WORK REQUIRED: Restate the full set of records exactly, word for word.

INFORMATION SHOWN:
------

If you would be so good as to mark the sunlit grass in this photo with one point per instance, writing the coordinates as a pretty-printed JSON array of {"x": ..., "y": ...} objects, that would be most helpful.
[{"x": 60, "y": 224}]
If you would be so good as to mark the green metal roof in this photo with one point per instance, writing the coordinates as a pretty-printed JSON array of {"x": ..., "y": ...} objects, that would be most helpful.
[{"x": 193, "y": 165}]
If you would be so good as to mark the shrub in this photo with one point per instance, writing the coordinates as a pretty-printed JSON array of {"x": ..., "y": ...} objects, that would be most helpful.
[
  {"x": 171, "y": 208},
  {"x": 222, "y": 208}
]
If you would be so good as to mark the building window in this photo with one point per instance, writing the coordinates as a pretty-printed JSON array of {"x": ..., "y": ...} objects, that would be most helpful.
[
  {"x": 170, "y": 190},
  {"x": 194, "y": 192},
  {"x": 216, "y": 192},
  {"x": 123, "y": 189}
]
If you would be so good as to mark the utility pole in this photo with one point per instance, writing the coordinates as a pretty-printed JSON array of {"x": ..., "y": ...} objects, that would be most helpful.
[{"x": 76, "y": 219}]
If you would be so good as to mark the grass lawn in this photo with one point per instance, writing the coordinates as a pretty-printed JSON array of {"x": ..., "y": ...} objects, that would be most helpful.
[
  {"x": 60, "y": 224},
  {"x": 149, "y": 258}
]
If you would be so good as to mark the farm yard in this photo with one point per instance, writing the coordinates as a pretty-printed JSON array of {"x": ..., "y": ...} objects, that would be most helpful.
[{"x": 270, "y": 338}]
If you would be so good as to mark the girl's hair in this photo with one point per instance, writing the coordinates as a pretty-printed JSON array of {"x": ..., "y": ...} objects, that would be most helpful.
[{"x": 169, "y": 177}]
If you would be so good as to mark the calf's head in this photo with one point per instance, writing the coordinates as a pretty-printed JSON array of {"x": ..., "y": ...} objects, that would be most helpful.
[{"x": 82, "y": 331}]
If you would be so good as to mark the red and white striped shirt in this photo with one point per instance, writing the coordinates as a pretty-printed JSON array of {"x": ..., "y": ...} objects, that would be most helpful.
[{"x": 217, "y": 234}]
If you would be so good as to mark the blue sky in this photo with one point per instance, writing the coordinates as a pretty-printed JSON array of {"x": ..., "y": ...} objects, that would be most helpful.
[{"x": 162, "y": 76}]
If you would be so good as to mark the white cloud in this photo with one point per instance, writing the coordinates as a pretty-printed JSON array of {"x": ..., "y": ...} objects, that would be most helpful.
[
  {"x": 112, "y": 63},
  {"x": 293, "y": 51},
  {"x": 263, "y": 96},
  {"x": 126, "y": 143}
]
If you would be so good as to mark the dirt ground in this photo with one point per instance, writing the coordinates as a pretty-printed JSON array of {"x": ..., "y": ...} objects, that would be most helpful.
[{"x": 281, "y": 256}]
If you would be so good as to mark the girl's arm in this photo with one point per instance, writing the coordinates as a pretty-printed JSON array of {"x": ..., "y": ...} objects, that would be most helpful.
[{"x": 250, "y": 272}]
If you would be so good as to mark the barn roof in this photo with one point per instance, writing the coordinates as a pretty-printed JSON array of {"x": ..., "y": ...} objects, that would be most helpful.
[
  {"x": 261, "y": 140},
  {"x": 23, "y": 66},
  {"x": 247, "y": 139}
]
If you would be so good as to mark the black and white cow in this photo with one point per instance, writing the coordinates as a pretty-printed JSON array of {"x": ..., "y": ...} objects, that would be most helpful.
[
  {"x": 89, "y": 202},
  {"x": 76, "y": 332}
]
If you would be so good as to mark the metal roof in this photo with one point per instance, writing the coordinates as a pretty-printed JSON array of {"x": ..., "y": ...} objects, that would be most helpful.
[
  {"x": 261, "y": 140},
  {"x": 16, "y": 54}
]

------

RESPONSE TO THIS TASK:
If you would be so good as to mark the sunlit grass in this photo with one point per instance, writing the coordinates as a pretty-printed JSON array of {"x": ..., "y": ...} objects, that would be most helpful.
[{"x": 60, "y": 224}]
If you would be so good as to mark the green metal roof in this photo with one point per instance, writing the coordinates as a pretty-printed JSON array of {"x": ..., "y": ...} objects, that would be most helpful.
[{"x": 193, "y": 165}]
If you would be so good as to mark the shrub in this photo with one point per instance, writing the coordinates as a pretty-printed JSON array of {"x": ..., "y": ...} objects, that would be most helpful.
[
  {"x": 171, "y": 208},
  {"x": 222, "y": 208}
]
If you would be so good as to mark the building window in this photo with one point per instance, writing the coordinates as a pretty-printed JSON array of {"x": ..., "y": ...} objects, that would be most helpful.
[
  {"x": 170, "y": 190},
  {"x": 194, "y": 192},
  {"x": 216, "y": 192},
  {"x": 123, "y": 189}
]
If you would be so good as to mark the utility pole in this photo with one point per instance, writing the coordinates as a pretty-printed JSON array of {"x": ..., "y": ...} objects, that would be most helpful.
[{"x": 76, "y": 219}]
If you would be so good as to mark the grass lawn in this photo with one point per instance, writing the coordinates as a pretty-printed JSON array of {"x": ..., "y": ...} objects, that would be most helpful.
[
  {"x": 60, "y": 224},
  {"x": 149, "y": 258}
]
If you would be so good as to mark the farm yard in this photo with one point per instance, writing the coordinates as a pretty-printed JSON array of {"x": ..., "y": ...} objects, that would be most helpful.
[{"x": 270, "y": 338}]
If you would be so good as to mark the girl's hair in this photo with one point per instance, writing the coordinates as a pretty-printed JSON array of {"x": ..., "y": ...} objects, that would be most helpful.
[{"x": 169, "y": 177}]
If you would be so good as to mark the calf's head in this photo with one point per instance, writing the coordinates as a pretty-printed JSON array of {"x": ..., "y": ...} objects, that would be most helpful.
[{"x": 82, "y": 331}]
If you would be so good as to mark the red and white striped shirt in this photo with one point per instance, writing the coordinates as a pretty-printed JSON array of {"x": ..., "y": ...} objects, that would be most helpful.
[{"x": 217, "y": 234}]
If you would be so good as to mark the blue sky in this photo with one point per instance, writing the coordinates as a pretty-printed JSON array of {"x": ..., "y": ...} objects, that would be most helpful.
[{"x": 162, "y": 76}]
If you would be so good as to mark the white cloud in this photo with one point per instance, writing the coordinates as a pretty-printed JSON array of {"x": ..., "y": ...} objects, that would be most helpful.
[
  {"x": 112, "y": 63},
  {"x": 293, "y": 51},
  {"x": 263, "y": 96},
  {"x": 126, "y": 143}
]
If you would be so good as to mark the dirt ground in this photo with one point per instance, writing the coordinates as a pretty-printed JSON array of {"x": ..., "y": ...} objects, that would be most helpful.
[{"x": 281, "y": 256}]
If you would be so good as to mark the girl's arm in this photo with one point per instance, writing the coordinates as a pretty-printed JSON array of {"x": ..., "y": ...} objects, that would be most helpful.
[{"x": 250, "y": 272}]
If you would be so good as to mark the barn roof in this photo with one point per instance, writing the coordinates as a pretty-printed JSON array of {"x": ..., "y": ...} objects, that would be most helpful.
[
  {"x": 261, "y": 140},
  {"x": 23, "y": 66},
  {"x": 247, "y": 139}
]
If you would be so good as to mark the black and white cow in this photo with one point per instance, writing the coordinates as a pretty-printed JSON array of {"x": ..., "y": ...} objects, that would be most helpful.
[
  {"x": 89, "y": 202},
  {"x": 76, "y": 332}
]
If you would be so good as to mark the metal roof in this photo with one point per instance, writing the coordinates as a pretty-printed JSON array of {"x": ..., "y": ...} objects, that would be most helpful.
[
  {"x": 261, "y": 140},
  {"x": 16, "y": 54}
]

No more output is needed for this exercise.